Fragmento seleccionado:

□ □ □ □

Desde el punto de vista del pensamiento se puede afirmar que dicho contexto exige una tarea de reflexión-acción sobre las posibilidades de generar conocimiento radicalmente crítico de la matriz eurocéntrica y que esté al servicio de una política emancipatoria, es decir, una teoría convertida en fuerza productiva transformadora. Queda claro que el inicio del siglo XXI ha suscitado la necesidad de reinterpretar el continente.

Pero la “presencia” (y la vigencia) de Mariátegui también se puede explicar por el hecho de que se trata de una obra y un pensamiento que han sobrevivido a la crisis de los socialismos reales y al agotamiento de las matrices más clásicas de la izquierda (del denominado “marxismo-leninismo” en general) que buscaron reducir toda la vida a un ordenamiento sistemático. Una decadencia tal, más allá de que muchos la consideraron arrasadora de toda idea de cambio radical, no podía afectar sustancialmente –esto es, en sus aspectos medulares– una obra y un pensamiento como los de Mariátegui.

Esto fue percibido por sectores de la izquierda europea (los que aún conservan alguna predisposición anticapitalista, algún vestigio del sueño emancipador) que vieron en Mariátegui las posibilidades de un marxismo operativo y con arraigo, de un socialismo sin fórmulas envenenadas, un pensamiento genuino que suministraba claves para la vida práctica y una esperanza. Esto significa que, de un tiempo a esta parte, comenzó a ser reconocida la dimensión universal del pensamiento de Mariátegui.

El espejo europeo nos puede servir para identificar en Mariátegui un aporte, tal vez el más importante, del marxismo de Nuestra América a lo que en otros tiempos se denominó “revolución mundial” y que ahora podríamos designar como “internacionalización” (o incluso “globalización”) de las luchas y los proyectos emancipatorios. Un aporte, también, al pensamiento crítico revolucionario.

□ □ □ □

Lista de tareas:
1. Reescribe la parte del fragmento sobre Mariátegui que empieza con las palabras "Esto fue percibido" y termina con "pensamiento crítico revolucionario.", y cambia "esperanza" por "ilusión".
2. Enumera todas las expresiones que el fragmento sobre Mariátegui pone entre comillas.
3. Prosigue el texto sobre Mariátegui a partir del punto en que termina.
Los datos no tienen ningún papel en esto.

Bloque de datos:
□ □ □ □

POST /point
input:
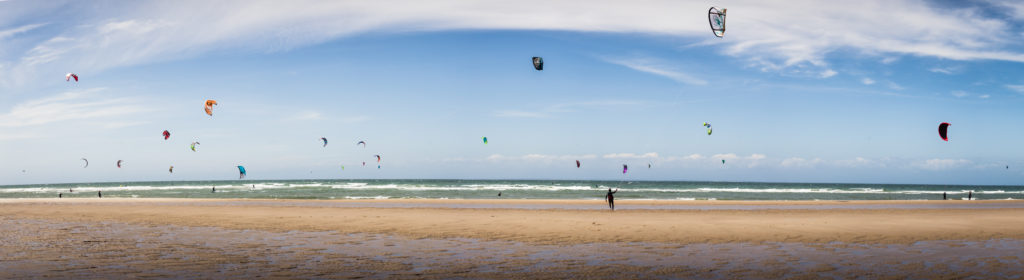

□ □ □ □

Respuestas:
1.
Esto fue percibido por sectores de la izquierda europea (los que aún conservan alguna predisposición anticapitalista, algún vestigio del sueño emancipador) que vieron en Mariátegui las posibilidades de un marxismo operativo y con arraigo, de un socialismo sin fórmulas envenenadas, un pensamiento genuino que suministraba claves para la vida práctica y una ilusión. Esto significa que, de un tiempo a esta parte, comenzó a ser reconocida la dimensión universal del pensamiento de Mariátegui.

El espejo europeo nos puede servir para identificar en Mariátegui un aporte, tal vez el más importante, del marxismo de Nuestra América a lo que en otros tiempos se denominó “revolución mundial” y que ahora podríamos designar como “internacionalización” (o incluso “globalización”) de las luchas y los proyectos emancipatorios. Un aporte, también, al pensamiento crítico revolucionario.

2. “presencia”, “marxismo-leninismo”, “revolución mundial”, “internacionalización”, “globalización”

3.
Sostenemos que la contribución de Mariátegui se relaciona con un modo original de asumir las mejores promesas de la Ilustración. En primer lugar, porque Mariátegui metabolizó esas promesas sin producir formulaciones saturadas de a-localismo y universalidad abstracta, luego porque las puso en tensión constante, conmoviendo sus bases epistemológicas pero conservando sus horizontes emancipatorios. Se trata de una contribución que también puede vincularse a la posibilidad de imaginar una razón que sea algo diferente a los artefactos despóticos y que no se limite a la paranoica persecución de objetivos, una razón modesta y no autosuficiente. Muchos autores han destacado el cuestionamiento de Mariátegui a la razón occidental (una razón instrumental, cosificadora, objetivadora, etc.) y su ruptura con la idea eurocéntrica, evolucionista y totalitaria de la totalidad que lo llevó a proponer una idea de totalidad como campo de tensiones y discontinuidades.

Podrá discutirse –y es, sin dudas, un ejercicio lícito y necesario– la potencia autosuficiente que Mariátegui, como contrapartida, le otorga a la voluntad, a la que, influido por Georges Sorel, entre otros, considera ilimitada y prácticamente incondicionada. Pero tal “exageración” debería analizarse en el marco más amplio de una batalla permanente contra el economicismo, contra los modos de producción de sujetos desanimados y otras formas del fatalismo de izquierda. Mariátegui asume la indispensable tarea de restituir la voluntad, la subjetividad y la pasión al sitial del que habían sido arrancadas por el socialismo reformista e integrado o el socialismo dogmático y unidimensional. El realce de la voluntad propuesto por Mariátegui es básicamente expresión de lo que Bloch, en su obra El principio esperanza, llamaba optimismo militante: la actitud ante algo no decidido, pero que puede decidirse por la vía del trabajo y la acción.5 Existen muchas afinidades entre Mariátegui y Bloch, aunque este tema no puede desarrollarse aquí, vale decir que ambos son exponentes de un pensamiento “matinal”, “auroral” de carácter crítico-utópico.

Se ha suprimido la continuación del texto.